▶ **Provided passage**
— BEGIN —
Arts, Sciences and Technology University in Lebanon (AUL), is an independent and nondenominational Lebanese higher education institution with undergraduate and graduate degree programs.

The main campus of the university is in Cola, Beirut. AUL has a branch in Jadra, south of Beirut and five study centers in Sin el Fil, Qalamoun - North Lebanon, Kaslik, Dekwaneh and Chtoura.

History

AUL started under the name of “Business and Computer University College” (BCU) with two faculties but later expanded by adding the faculty of Arts and Humanities to the Business Administration, and Sciences and Fine Arts faculties thus gaining the university status and changed its name to meet the expansion of its major offerings.

In 2007, BCU changed to become Arts, Sciences and Technology University in Lebanon (AUL); including 3 major faculties:

Faculty of Business Administration.
Faculty of Sciences and Fine Arts.
Faculty of Arts and Humanities.
— END —
▶ **To-do list**
[1] Summarize the AUL passage in two sentences.
[2] Continue the AUL passage from where it ends.

▶ **Entries supplied**
— BEGIN —
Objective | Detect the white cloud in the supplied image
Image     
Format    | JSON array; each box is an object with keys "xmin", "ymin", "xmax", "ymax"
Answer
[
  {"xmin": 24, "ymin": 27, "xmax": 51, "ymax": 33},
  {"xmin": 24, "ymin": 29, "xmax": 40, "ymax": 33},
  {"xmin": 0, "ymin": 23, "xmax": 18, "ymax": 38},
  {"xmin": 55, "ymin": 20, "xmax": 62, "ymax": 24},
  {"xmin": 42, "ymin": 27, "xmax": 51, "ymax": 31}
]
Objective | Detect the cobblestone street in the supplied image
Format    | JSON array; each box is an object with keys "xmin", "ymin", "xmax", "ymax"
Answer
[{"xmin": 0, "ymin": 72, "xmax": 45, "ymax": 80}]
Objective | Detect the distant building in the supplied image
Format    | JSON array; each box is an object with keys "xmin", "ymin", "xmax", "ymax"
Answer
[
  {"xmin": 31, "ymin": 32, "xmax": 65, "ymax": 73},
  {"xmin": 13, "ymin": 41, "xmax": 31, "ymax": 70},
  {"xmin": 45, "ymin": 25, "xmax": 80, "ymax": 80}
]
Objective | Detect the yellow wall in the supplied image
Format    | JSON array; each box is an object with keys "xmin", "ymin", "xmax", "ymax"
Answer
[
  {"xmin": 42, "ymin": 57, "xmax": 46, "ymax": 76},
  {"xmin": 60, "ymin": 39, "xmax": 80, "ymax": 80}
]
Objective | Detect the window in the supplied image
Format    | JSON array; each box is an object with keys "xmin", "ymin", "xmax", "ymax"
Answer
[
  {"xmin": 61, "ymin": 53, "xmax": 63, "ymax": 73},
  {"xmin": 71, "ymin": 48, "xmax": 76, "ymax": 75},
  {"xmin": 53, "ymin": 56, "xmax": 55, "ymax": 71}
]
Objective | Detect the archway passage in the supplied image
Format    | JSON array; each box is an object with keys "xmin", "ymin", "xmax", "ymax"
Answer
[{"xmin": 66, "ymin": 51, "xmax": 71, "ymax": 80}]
— END —
▶ **Task answers**
[1] Arts, Sciences and Technology University in Lebanon (AUL) is an independent, nondenominational Lebanese institution offering undergraduate and graduate degrees, with its main campus in Cola, Beirut, a branch in Jadra, and five study centers. It began as Business and Computer University College (BCU) with two faculties, and after it added the Faculty of Arts and Humanities, it became AUL in 2007 with three faculties: Business Administration, Sciences and Fine Arts, and Arts and Humanities.

[2]
Accreditation and Recognitions

AUL is accredited by the Lebanese Ministry of Higher Education (2000) (MHE). That accreditation includes undergraduate and graduate levels.

AUL is a member of the European Council for Business Education(ECBE), Arab Organization for Admission & registration of universities in Arab Nation (ACRAO), International Council for Hotels, Restaurants & Institutional Education,  and the Association of Collegiate Business Schools and Programs.

AUL Jadra Campus offers the American University for Humanities Degree Programs. An autonomous Program of Liberal Education within the university's global network. The program is fully accredited by the American Academy for Liberal Education (AALE), a national accrediting agency recognized by the US Secretary of Education.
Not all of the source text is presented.